Gather every line of the listing below that contains the string "lead", and copy each one in full.

======== Records shown

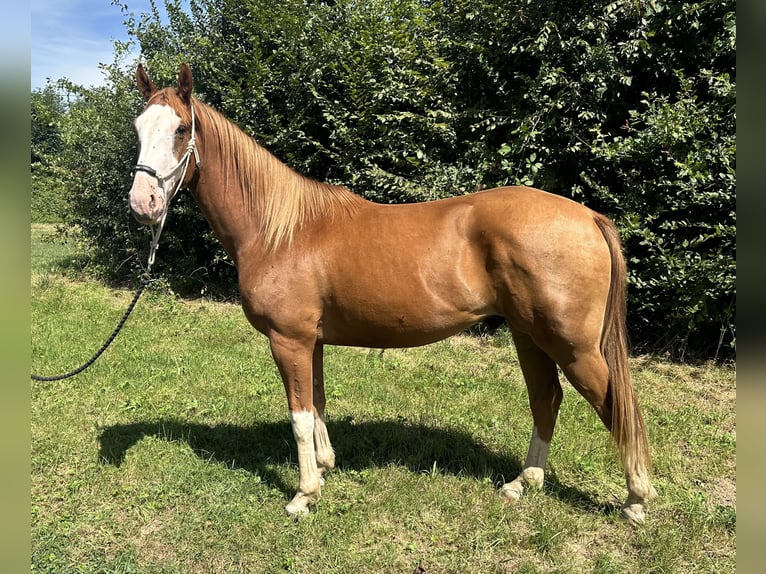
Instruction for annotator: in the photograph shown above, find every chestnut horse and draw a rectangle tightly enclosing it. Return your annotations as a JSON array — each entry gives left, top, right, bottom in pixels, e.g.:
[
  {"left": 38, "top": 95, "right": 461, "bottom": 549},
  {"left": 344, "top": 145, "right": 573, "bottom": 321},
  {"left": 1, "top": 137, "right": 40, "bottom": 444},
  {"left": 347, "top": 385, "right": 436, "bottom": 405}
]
[{"left": 130, "top": 64, "right": 655, "bottom": 522}]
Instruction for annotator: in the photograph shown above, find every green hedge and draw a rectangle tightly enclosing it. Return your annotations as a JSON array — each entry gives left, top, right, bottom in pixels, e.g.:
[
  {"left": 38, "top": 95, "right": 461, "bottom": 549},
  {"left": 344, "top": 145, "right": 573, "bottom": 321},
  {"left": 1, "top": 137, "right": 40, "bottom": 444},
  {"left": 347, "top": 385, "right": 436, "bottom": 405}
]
[{"left": 49, "top": 0, "right": 736, "bottom": 358}]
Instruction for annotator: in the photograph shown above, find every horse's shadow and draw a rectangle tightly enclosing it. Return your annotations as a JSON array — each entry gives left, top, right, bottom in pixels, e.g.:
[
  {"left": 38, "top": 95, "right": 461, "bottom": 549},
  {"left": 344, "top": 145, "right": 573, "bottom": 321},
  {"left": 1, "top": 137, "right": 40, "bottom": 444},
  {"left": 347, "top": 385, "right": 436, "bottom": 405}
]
[{"left": 99, "top": 418, "right": 618, "bottom": 514}]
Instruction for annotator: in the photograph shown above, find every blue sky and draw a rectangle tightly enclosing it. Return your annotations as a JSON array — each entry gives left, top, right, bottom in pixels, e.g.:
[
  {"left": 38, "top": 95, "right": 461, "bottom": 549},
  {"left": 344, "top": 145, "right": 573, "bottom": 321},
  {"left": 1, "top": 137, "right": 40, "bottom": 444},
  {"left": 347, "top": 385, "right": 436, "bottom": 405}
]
[{"left": 30, "top": 0, "right": 163, "bottom": 89}]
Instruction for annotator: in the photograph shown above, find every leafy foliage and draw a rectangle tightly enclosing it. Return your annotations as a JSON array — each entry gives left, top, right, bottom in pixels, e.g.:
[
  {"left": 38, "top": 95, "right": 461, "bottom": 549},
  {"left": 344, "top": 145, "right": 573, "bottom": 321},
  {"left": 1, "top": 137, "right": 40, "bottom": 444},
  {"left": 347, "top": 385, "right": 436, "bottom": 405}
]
[{"left": 46, "top": 0, "right": 736, "bottom": 358}]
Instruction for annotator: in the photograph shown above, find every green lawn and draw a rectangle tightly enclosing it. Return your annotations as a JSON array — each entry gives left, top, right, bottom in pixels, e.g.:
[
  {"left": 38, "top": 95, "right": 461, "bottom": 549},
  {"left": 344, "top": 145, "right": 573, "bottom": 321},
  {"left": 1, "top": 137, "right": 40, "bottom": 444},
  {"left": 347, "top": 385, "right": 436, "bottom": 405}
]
[{"left": 31, "top": 225, "right": 736, "bottom": 574}]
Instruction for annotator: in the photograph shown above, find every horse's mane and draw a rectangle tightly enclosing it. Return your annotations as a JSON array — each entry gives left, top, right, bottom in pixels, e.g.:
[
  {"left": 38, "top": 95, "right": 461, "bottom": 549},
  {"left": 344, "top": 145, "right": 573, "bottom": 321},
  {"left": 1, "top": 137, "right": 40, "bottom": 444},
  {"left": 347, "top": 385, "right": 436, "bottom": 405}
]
[{"left": 162, "top": 90, "right": 363, "bottom": 249}]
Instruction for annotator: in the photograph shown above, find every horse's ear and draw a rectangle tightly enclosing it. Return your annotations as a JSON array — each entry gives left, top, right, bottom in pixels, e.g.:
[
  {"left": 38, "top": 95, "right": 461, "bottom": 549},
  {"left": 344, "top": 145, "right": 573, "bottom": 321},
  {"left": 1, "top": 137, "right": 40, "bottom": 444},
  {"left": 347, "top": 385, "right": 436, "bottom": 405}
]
[
  {"left": 136, "top": 64, "right": 157, "bottom": 100},
  {"left": 178, "top": 63, "right": 192, "bottom": 104}
]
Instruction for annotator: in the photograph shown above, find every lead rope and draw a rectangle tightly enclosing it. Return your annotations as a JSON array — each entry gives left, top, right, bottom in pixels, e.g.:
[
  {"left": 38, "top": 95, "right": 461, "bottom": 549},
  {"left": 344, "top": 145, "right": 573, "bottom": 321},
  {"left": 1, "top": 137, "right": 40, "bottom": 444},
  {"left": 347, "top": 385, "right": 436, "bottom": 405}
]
[{"left": 30, "top": 105, "right": 200, "bottom": 381}]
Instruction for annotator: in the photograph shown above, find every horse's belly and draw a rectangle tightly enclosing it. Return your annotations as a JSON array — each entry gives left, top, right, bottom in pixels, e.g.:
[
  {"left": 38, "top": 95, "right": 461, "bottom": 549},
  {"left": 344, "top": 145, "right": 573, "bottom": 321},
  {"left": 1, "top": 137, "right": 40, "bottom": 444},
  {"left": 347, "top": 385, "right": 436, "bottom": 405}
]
[{"left": 320, "top": 291, "right": 493, "bottom": 348}]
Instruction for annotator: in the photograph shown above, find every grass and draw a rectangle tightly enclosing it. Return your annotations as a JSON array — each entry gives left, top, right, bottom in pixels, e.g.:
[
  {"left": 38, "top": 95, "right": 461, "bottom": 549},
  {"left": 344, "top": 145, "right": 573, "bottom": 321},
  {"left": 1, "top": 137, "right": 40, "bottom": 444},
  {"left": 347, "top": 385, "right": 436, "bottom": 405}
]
[{"left": 31, "top": 225, "right": 736, "bottom": 574}]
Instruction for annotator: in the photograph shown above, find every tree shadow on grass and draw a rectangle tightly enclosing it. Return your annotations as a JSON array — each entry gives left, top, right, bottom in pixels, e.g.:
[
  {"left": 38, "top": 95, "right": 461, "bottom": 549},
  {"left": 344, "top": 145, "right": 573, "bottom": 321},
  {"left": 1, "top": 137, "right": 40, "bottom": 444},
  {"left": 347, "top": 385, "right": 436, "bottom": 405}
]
[{"left": 99, "top": 418, "right": 614, "bottom": 514}]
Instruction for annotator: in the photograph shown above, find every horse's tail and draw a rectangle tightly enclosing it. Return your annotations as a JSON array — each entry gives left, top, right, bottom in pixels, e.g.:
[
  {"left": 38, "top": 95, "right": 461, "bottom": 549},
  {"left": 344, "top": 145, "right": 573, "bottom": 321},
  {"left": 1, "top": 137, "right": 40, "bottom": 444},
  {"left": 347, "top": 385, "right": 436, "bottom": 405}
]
[{"left": 593, "top": 212, "right": 650, "bottom": 473}]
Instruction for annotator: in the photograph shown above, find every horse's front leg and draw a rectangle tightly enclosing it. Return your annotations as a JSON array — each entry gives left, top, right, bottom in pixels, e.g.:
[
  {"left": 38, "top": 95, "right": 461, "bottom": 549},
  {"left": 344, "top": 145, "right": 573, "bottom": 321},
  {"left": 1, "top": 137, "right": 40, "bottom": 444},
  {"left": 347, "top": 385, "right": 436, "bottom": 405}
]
[
  {"left": 313, "top": 344, "right": 335, "bottom": 483},
  {"left": 269, "top": 333, "right": 321, "bottom": 516}
]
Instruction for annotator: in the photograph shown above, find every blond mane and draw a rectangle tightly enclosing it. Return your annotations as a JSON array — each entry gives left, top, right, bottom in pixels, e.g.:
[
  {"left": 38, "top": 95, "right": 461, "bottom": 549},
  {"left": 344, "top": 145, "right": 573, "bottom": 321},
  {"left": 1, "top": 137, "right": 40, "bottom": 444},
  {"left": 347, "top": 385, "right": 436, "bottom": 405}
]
[{"left": 182, "top": 95, "right": 363, "bottom": 250}]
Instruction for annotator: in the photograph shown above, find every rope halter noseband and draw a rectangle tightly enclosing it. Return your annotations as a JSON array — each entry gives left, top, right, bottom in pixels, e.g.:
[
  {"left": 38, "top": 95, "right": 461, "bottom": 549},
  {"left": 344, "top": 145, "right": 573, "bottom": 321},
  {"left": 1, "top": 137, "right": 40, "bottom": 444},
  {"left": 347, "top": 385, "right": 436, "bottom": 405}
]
[{"left": 133, "top": 103, "right": 200, "bottom": 274}]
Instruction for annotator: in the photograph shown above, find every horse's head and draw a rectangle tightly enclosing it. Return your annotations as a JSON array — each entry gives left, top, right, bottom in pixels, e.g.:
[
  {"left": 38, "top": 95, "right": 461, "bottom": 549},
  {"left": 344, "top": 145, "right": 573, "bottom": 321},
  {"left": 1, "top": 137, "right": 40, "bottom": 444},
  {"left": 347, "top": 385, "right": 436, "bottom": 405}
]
[{"left": 130, "top": 64, "right": 199, "bottom": 225}]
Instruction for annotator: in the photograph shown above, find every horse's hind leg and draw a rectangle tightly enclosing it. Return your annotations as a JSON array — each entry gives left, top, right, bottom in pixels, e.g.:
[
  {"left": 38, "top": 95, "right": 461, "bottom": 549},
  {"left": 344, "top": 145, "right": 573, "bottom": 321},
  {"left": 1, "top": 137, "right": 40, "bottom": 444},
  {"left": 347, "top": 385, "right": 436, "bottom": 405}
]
[
  {"left": 500, "top": 332, "right": 563, "bottom": 501},
  {"left": 562, "top": 350, "right": 657, "bottom": 523},
  {"left": 312, "top": 344, "right": 335, "bottom": 482}
]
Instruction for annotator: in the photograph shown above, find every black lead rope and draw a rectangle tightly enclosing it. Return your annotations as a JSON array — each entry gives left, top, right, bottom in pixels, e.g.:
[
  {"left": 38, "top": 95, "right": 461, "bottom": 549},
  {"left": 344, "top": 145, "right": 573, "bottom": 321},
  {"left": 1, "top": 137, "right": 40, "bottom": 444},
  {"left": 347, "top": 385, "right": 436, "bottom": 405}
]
[{"left": 31, "top": 274, "right": 152, "bottom": 381}]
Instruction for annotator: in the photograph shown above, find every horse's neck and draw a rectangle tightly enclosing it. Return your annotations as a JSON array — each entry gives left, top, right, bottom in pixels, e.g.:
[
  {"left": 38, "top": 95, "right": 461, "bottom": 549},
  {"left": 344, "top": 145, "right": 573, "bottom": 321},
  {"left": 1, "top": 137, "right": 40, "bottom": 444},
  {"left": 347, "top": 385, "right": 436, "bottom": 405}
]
[{"left": 193, "top": 148, "right": 268, "bottom": 265}]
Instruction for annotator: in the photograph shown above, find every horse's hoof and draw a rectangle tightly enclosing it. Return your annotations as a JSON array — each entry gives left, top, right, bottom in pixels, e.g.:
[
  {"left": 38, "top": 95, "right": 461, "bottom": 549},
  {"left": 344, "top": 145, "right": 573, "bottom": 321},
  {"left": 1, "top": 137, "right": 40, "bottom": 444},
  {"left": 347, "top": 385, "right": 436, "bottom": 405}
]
[
  {"left": 620, "top": 504, "right": 646, "bottom": 526},
  {"left": 500, "top": 482, "right": 524, "bottom": 504}
]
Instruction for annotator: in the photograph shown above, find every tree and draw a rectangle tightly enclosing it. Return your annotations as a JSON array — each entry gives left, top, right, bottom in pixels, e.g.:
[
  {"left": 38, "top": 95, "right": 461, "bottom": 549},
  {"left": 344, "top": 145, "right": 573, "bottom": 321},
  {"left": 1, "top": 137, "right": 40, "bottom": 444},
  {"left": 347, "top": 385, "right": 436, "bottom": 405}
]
[{"left": 54, "top": 0, "right": 736, "bottom": 357}]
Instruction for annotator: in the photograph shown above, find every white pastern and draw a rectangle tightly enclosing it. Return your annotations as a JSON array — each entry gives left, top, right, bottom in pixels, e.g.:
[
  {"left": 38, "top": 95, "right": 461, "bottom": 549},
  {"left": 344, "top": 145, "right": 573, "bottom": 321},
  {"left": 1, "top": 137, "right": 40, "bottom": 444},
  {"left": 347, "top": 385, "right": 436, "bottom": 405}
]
[
  {"left": 500, "top": 427, "right": 551, "bottom": 501},
  {"left": 314, "top": 416, "right": 335, "bottom": 474},
  {"left": 285, "top": 411, "right": 321, "bottom": 516}
]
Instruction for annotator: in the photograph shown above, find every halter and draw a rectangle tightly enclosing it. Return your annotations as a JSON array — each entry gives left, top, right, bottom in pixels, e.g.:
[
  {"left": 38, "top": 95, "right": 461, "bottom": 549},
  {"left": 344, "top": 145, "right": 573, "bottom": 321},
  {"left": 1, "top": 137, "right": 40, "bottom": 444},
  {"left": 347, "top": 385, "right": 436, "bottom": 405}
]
[{"left": 133, "top": 104, "right": 200, "bottom": 273}]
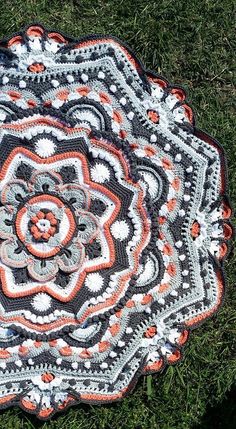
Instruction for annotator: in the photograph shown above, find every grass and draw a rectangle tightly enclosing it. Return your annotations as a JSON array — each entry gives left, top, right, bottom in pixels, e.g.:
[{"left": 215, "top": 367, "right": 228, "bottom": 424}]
[{"left": 0, "top": 0, "right": 236, "bottom": 429}]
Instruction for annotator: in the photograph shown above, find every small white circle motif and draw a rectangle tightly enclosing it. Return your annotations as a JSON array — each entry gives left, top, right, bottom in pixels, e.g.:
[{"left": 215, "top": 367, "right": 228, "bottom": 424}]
[
  {"left": 91, "top": 163, "right": 110, "bottom": 183},
  {"left": 35, "top": 138, "right": 56, "bottom": 158},
  {"left": 85, "top": 273, "right": 103, "bottom": 292},
  {"left": 31, "top": 293, "right": 52, "bottom": 311},
  {"left": 111, "top": 220, "right": 129, "bottom": 241}
]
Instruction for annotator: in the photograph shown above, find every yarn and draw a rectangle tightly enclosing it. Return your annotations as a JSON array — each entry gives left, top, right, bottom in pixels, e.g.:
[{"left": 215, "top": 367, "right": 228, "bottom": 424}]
[{"left": 0, "top": 24, "right": 232, "bottom": 419}]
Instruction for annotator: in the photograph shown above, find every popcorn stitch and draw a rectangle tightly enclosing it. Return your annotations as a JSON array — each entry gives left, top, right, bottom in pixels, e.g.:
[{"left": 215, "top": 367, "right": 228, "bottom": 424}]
[{"left": 0, "top": 24, "right": 233, "bottom": 420}]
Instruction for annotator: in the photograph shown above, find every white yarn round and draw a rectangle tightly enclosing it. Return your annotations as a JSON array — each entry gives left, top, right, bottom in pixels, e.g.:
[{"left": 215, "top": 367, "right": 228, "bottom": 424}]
[
  {"left": 31, "top": 293, "right": 52, "bottom": 311},
  {"left": 35, "top": 138, "right": 56, "bottom": 158},
  {"left": 111, "top": 220, "right": 129, "bottom": 241},
  {"left": 85, "top": 273, "right": 103, "bottom": 292},
  {"left": 91, "top": 163, "right": 110, "bottom": 183}
]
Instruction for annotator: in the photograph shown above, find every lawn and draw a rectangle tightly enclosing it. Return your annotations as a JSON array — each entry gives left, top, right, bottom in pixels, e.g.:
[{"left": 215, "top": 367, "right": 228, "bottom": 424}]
[{"left": 0, "top": 0, "right": 236, "bottom": 429}]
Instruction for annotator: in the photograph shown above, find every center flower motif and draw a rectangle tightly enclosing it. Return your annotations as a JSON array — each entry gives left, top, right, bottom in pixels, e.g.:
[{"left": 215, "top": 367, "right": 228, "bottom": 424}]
[{"left": 0, "top": 171, "right": 98, "bottom": 282}]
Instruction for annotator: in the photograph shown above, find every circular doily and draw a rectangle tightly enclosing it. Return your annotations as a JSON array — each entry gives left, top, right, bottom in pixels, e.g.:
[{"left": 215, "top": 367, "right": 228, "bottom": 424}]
[{"left": 0, "top": 24, "right": 232, "bottom": 419}]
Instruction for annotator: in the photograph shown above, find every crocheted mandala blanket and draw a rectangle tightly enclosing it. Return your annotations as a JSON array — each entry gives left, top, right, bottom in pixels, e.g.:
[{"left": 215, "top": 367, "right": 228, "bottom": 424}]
[{"left": 0, "top": 24, "right": 232, "bottom": 419}]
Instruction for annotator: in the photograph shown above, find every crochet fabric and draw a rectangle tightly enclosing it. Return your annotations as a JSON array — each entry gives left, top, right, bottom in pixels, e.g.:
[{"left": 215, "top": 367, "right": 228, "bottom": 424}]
[{"left": 0, "top": 24, "right": 232, "bottom": 419}]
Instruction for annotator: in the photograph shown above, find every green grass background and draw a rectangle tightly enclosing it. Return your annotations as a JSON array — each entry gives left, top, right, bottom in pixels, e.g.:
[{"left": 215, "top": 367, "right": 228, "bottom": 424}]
[{"left": 0, "top": 0, "right": 236, "bottom": 429}]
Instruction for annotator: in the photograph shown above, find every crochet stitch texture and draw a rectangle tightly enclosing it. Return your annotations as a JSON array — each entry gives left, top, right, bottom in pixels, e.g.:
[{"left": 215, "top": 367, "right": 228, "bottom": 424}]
[{"left": 0, "top": 24, "right": 232, "bottom": 419}]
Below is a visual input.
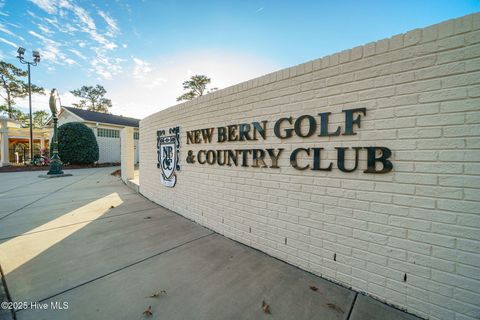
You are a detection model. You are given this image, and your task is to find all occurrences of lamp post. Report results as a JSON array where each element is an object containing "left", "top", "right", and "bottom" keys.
[{"left": 17, "top": 47, "right": 40, "bottom": 163}]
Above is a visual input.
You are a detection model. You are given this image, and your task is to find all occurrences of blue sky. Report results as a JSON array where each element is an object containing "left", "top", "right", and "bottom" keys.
[{"left": 0, "top": 0, "right": 480, "bottom": 118}]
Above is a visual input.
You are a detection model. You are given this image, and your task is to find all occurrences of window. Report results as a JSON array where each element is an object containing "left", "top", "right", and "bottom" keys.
[{"left": 97, "top": 128, "right": 120, "bottom": 138}]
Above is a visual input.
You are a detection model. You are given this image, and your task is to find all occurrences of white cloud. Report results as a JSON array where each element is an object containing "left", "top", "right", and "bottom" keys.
[
  {"left": 0, "top": 23, "right": 17, "bottom": 37},
  {"left": 30, "top": 0, "right": 57, "bottom": 14},
  {"left": 0, "top": 38, "right": 19, "bottom": 48},
  {"left": 98, "top": 11, "right": 120, "bottom": 34},
  {"left": 105, "top": 51, "right": 280, "bottom": 118},
  {"left": 132, "top": 57, "right": 152, "bottom": 79},
  {"left": 26, "top": 0, "right": 123, "bottom": 79}
]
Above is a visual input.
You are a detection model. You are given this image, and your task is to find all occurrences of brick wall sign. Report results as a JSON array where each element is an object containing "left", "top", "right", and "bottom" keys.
[{"left": 140, "top": 14, "right": 480, "bottom": 320}]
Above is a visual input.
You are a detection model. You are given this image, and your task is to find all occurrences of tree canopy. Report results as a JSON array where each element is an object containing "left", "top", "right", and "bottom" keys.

================

▶ Completed exercise
Instruction for annotator: in the photograph shown above, find every lead rope and draw a rectangle tightly enclosing it. Return your annotations as a JSON array — each entry gives left, top, right, bottom in pixels, e.g.:
Instruction for annotator: in the photograph shown above, find every black lead rope and draw a rectangle tightly enclosing it. Return your annotations as a JSON array — each entry gives left, top, right, bottom in pixels, e.g.:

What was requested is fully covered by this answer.